• **WORK INSTRUCTIONS**:
Arrange the data below as a Markdown table with two columns, Row and Line. Give each nonblank line its own numbered row and leave out blank lines.

• **DATA FOR PROCESSING**:
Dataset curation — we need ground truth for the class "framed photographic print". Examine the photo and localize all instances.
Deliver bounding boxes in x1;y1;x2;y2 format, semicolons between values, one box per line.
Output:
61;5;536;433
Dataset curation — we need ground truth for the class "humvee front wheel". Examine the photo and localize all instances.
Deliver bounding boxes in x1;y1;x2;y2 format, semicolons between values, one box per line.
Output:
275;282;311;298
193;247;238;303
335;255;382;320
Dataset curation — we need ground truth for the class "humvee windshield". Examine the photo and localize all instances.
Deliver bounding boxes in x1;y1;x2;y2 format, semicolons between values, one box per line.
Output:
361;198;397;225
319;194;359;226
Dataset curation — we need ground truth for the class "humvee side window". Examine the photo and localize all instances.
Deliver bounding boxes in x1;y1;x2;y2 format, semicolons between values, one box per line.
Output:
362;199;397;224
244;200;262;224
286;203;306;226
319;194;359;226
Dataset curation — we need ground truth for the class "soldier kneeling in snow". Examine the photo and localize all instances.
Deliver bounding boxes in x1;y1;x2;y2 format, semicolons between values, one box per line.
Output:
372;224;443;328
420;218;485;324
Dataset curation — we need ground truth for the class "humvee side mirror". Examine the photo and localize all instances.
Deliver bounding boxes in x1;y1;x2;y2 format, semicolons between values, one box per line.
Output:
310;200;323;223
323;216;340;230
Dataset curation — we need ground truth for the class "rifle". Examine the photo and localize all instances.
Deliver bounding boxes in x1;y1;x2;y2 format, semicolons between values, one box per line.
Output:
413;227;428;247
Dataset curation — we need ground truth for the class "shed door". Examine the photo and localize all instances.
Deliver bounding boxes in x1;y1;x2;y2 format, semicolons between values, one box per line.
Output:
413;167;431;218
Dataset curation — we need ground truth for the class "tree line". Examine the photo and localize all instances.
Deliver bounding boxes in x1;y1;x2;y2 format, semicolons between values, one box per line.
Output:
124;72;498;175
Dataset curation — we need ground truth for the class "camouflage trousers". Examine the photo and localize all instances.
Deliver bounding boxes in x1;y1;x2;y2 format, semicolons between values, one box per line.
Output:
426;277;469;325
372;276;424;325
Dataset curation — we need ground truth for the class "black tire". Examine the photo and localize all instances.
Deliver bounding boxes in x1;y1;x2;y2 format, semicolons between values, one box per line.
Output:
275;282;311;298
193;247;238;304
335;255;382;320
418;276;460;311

• **RESULT BELOW**:
| Row | Line |
|---|---|
| 1 | Dataset curation — we need ground truth for the class "framed photographic print". Examine the photo and localize all instances. |
| 2 | Deliver bounding boxes in x1;y1;x2;y2 format, semicolons between values, one box per line. |
| 3 | Output: |
| 4 | 61;5;536;433 |
| 5 | Dataset curation — we need ground truth for the class "humvee front wheel". Examine the photo and localize all instances. |
| 6 | Deliver bounding boxes in x1;y1;x2;y2 format, semicolons between values, one box per line. |
| 7 | Output: |
| 8 | 275;282;311;298 |
| 9 | 193;247;238;303 |
| 10 | 335;255;382;320 |
| 11 | Dataset curation — we need ground truth for the class "humvee windshield". Examine the photo and localize all instances. |
| 12 | Deliver bounding boxes in x1;y1;x2;y2 format, semicolons between values, one box per line. |
| 13 | Output: |
| 14 | 361;198;397;225 |
| 15 | 319;194;359;226 |
| 16 | Dataset curation — we need ground truth for the class "humvee side window". Examine the photo and localize all instances. |
| 17 | Deliver bounding boxes in x1;y1;x2;y2 format, semicolons between values, one box per line. |
| 18 | Output: |
| 19 | 362;199;397;224 |
| 20 | 244;200;262;224 |
| 21 | 286;203;306;226 |
| 22 | 319;194;359;226 |
| 23 | Dataset curation — we need ground truth for the class "soldier kneeling in snow". Examine the photo and localize all instances. |
| 24 | Deliver bounding boxes in x1;y1;x2;y2 format, semicolons between values, one box per line. |
| 25 | Output: |
| 26 | 372;224;443;328 |
| 27 | 420;218;485;324 |
| 28 | Dataset curation — we need ground truth for the class "humvee side mirror". Examine the photo and localize all instances. |
| 29 | Deliver bounding boxes in x1;y1;x2;y2 format, semicolons between values, one box per line. |
| 30 | Output: |
| 31 | 310;200;323;223 |
| 32 | 323;216;340;230 |
| 33 | Dataset curation — we need ground truth for the class "rifle". Examine the photo and localize all instances. |
| 34 | Deliver bounding boxes in x1;y1;x2;y2 format, semicolons between values, one box per line. |
| 35 | Output: |
| 36 | 413;227;428;247 |
| 37 | Dataset curation — we need ground truth for the class "shed door". Examine the photo and localize all instances. |
| 38 | Deliver bounding boxes in x1;y1;x2;y2 format, semicolons between values, one box per line. |
| 39 | Output: |
| 40 | 413;167;431;218 |
| 41 | Dataset curation — we need ground truth for the class "tree line". Examine the photo and localize all instances. |
| 42 | Deliver bounding boxes in x1;y1;x2;y2 format, semicolons between values, one box per line. |
| 43 | Output: |
| 44 | 124;72;498;175 |
| 45 | Dataset curation — we need ground truth for the class "camouflage trousers". Examine the photo and localize all instances. |
| 46 | Deliver bounding boxes in x1;y1;x2;y2 format, semicolons between values, one box per line. |
| 47 | Output: |
| 48 | 426;277;469;325 |
| 49 | 372;276;424;325 |
| 50 | Dataset curation — we need ground truth for the class "black tire". Examine the photo and localize all instances. |
| 51 | Deliver bounding boxes in x1;y1;x2;y2 format, semicolons between values, one box per line. |
| 52 | Output: |
| 53 | 275;282;311;298 |
| 54 | 193;247;238;304 |
| 55 | 335;255;382;320 |
| 56 | 418;276;460;311 |